** BEGIN DATA **

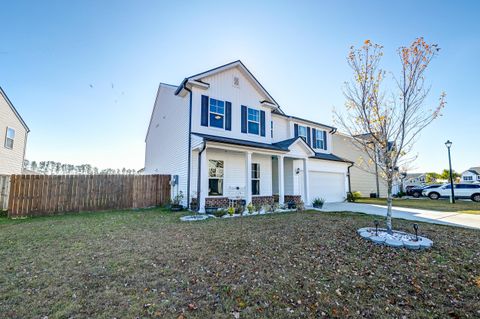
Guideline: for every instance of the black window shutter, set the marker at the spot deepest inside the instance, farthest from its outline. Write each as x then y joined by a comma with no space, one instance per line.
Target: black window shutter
244,119
324,140
262,123
314,138
204,117
228,116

** END DATA **

WHAT THE EXERCISE ASKS: Rewrite the listing with every "black window shutter" swapped for "dark wooden shutter" and everything else left as it is. Omit the pictures.

ANSWER IN FULL:
Guideline: for every instance of the dark wooden shutter, set the marker at the spot deepest inside the instance, farthest from its outline. Write each as x then y joined by a comma with no space, one instance per line.
Target: dark wooden shutter
244,119
324,140
262,123
314,138
204,117
228,116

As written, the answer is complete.